Reading text ->
•••
Headteacher of the Glasgow School of Art
- In office 1849 – 1863
- Preceded by: Henry MacManus
- Succeeded by: Robert Greenlees

Personal details
- Born: September 1809 London, England, British Empire
- Died: 3 July 1882 (aged 72) Florence, Italy
- Children: 3 daughters and 2 sons
- Parent: Andrew Wilson
- Education: Glasgow School of Art
- Occupation: Artist, educationalist

= Charles Heath Wilson =

Anglo-Scottish art teacher and author

Charles Heath Wilson (September 1809 – 3 July 1882) was an Anglo-Scottish art teacher and author.

==Life==
The eldest son of Andrew Wilson, the landscape-painter, he was born in London in September 1809. He studied art under his father, and in 1826 accompanied him to Italy.

After seven years, Wilson returned to Edinburgh, where he practised as an architect, and was for some time teacher of ornament and design in the school of art. In 1835, he was elected Associate of the Royal Scottish Academy, resigning in 1858. In 1840, he visited the continent to make a report to government on fresco painting.

When William Dyce, director and secretary of the recently established schools of art at Somerset House, resigned in 1843, Wilson, who had been director of the Edinburgh school, was appointed his successor. His position there was not much more comfortable than Dyce's had been, and in 1848 he also resigned.

In 1849, Wilson became headmaster of the new Glasgow School of Design. In 1864, the Board of Trade masterships were suppressed and Wilson was pensioned, but continued to live in Glasgow for some years longer, doing architectural work.

In 1869, Wilson and his family left Scotland and settled at Florence, where he was involved with a large literary and artistic circle. For services to art, the cross of the Corona d'Italia was conferred upon him by Victor Emmanuel II of Italy. He died in Florence on 3 July 1882.
•••
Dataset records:
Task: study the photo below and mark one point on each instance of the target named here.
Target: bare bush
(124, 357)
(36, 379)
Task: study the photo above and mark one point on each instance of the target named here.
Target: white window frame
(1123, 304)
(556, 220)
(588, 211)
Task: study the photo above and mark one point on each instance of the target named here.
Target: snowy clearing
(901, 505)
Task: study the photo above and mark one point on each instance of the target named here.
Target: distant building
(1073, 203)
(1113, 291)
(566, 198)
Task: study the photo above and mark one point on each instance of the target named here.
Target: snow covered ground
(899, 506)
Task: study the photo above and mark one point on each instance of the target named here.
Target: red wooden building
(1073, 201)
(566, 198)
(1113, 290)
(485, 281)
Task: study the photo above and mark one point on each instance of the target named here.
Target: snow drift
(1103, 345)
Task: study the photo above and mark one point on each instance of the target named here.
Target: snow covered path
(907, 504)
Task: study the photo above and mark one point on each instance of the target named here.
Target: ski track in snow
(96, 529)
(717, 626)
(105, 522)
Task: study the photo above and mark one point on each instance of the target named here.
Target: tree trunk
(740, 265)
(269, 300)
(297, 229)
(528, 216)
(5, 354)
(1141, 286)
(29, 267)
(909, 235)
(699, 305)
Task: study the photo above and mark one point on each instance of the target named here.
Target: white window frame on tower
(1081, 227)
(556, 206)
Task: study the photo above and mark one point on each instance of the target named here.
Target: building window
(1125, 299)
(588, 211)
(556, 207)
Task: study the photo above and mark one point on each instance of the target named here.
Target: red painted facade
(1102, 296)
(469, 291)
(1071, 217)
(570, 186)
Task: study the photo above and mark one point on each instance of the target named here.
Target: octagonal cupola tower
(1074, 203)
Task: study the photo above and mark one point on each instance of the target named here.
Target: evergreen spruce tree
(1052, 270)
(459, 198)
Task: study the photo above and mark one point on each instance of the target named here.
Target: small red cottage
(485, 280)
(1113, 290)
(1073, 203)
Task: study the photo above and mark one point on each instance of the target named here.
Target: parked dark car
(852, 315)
•••
Exercise A ->
Answer these questions using the Charles Heath Wilson biography:
(i) Who preceded Wilson as headteacher of the Glasgow School of Art?
(ii) In what year did Wilson accompany his father to Italy?
(iii) Who conferred the cross of the Corona d'Italia on Wilson?
Exercise B ->
Name every city mentioned in the "Life" section of the Charles Heath Wilson biography.
Exercise C ->
Extend the Charles Heath Wilson biography with the next part, starting after its final sentence.

Task answer A ->
(i) Henry MacManus
(ii) 1826
(iii) Victor Emmanuel II of Italy

Task answer B ->
London, Edinburgh, Glasgow, Florence

Task answer C ->
==Works==
His pictorial work was principally landscape in watercolour. He also etched a number of book illustrations, including for Paolo Pifferi's Viaggio Antiquario (Roma, 1832), and James Wilson's Voyage round the Coasts of Scotland (Edinburgh, 1842).

While in Edinburgh Wilson wrote with William Dyce, a pamphlet addressed to Lord Meadowbank, The Best Means of ameliorating the Arts and Manufactures of Scotland. In Glasgow he was occupied for nearly 10 years under the Board of Trade in superintending the filling of the windows of Glasgow Cathedral with Munich pictures in coloured glass. He selected the subjects and wrote a description of the work, which went through numerous editions.

Wilson was interested in Italian art, on which he wrote, and particularly in Michelangelo Buonarroti, on whom he published a biography (London and Florence, 1876; 2nd edit. London, 1881). It began as a compilation from Aurelio Gotti, and developed into an independent work of criticism.

==Family==
Wilson was twice married: first, on 3 October 1838, in Edinburgh, to Louisa Orr, daughter of Surgeon John Orr, E.I.C., with issue one son and two daughters; and, secondly, on 16 August 1848, also in Edinburgh, to Johanna Catherine, daughter of William John Thomson the portrait-painter, issue a son and a daughter.